(TASK BRIEF): Retype the stretch of the rock guitar soloing text from "3. Start the" through "original note rhythms.".

How To Improvise Great Rock Guitar Solos And Melodies
Do your rock guitar improvisations not sound as good as you’d like them to? If so, don’t worry… you are certainly not alone. In fact, almost every rock guitar player out there would love to be able to play great rock guitar solos off the top of his head. That said, very few guitarists actually CAN improvise great guitar solos. Why is this?
Here are the two main reasons:
1. The majority of guitar players who want to play guitar solos think that they must build their solos from a series of isolated guitar licks in order to make them sound better (although this is not true).
2. A very high percentage of the guitar playing community has NOT invested much time into developing their guitar phrasing abilities. This severely limits their ability to improvise inspiring guitar solo licks because they only understand ‘what’ needs to be played but not ‘how’ to play it!
In order to take your rock guitar solo licks to the next level and improvise more creatively, you will need to train with intense focus and dedication toward expanding your knowledge of the two previously mentioned points (this is something my rock guitar students learn while taking lessons with me). That said, you can get quick results in your rock guitar soloing abilities by examining the guitar licks with which you are already familiar and trying the get more out of them. By doing this, you can improvise ideas that sound good without actually learning new guitar licks. With this in mind, let me show you how you can develop the ability to do this on your own.
Here is the approach that you should use:
1. Choose a series of chords to solo over and record yourself playing them many times for two to three minutes (or simply find a backing track online if you like). Make sure that you are comfortable soloing over these chords.
2. Think of a short guitar melody that you are already familiar with and can play with reliable accuracy.
3. Start the track with the chords you made (or found online) and play the guitar lick you chose over it.
4. After you have played your guitar lick one time over the backing track, do NOT play something new. Rather than adding in a totally new lick, play the same lick from step two; except this time make a variation of this lick using any one of the following methods:
· Play the notes with altered note rhythm values (keep the actual pitches the same though, only change the rhythm)
· Use alternate pitches for the lick you are playing but retain the original note rhythms.
· Keep all of the notes in the guitar lick the same except for the last few notes (this can sound really nice when there is a chord change at the end as well).

(RECORDED INFORMATION):

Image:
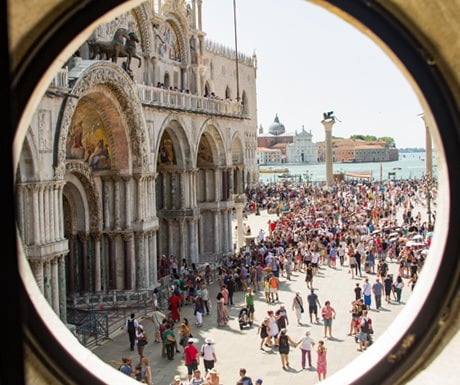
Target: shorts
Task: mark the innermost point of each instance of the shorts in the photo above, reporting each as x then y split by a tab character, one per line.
191	367
362	337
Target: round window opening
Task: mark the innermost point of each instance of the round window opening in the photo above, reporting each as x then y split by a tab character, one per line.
416	329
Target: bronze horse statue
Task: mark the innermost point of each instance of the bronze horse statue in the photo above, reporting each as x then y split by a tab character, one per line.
109	50
129	51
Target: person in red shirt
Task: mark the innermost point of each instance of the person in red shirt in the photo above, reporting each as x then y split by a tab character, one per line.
328	314
192	358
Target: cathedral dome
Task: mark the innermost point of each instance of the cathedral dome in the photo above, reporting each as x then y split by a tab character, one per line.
276	128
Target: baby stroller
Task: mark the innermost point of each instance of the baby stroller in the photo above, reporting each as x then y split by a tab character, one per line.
244	319
369	338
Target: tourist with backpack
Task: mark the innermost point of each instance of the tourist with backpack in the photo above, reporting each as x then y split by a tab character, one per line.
365	331
244	379
131	326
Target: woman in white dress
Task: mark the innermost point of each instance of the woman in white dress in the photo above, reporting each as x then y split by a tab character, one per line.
274	330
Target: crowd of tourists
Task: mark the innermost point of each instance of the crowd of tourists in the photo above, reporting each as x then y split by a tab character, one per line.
359	228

(OUTPUT):
3. Start the track with the chords you made (or found online) and play the guitar lick you chose over it.
4. After you have played your guitar lick one time over the backing track, do NOT play something new. Rather than adding in a totally new lick, play the same lick from step two; except this time make a variation of this lick using any one of the following methods:
· Play the notes with altered note rhythm values (keep the actual pitches the same though, only change the rhythm)
· Use alternate pitches for the lick you are playing but retain the original note rhythms.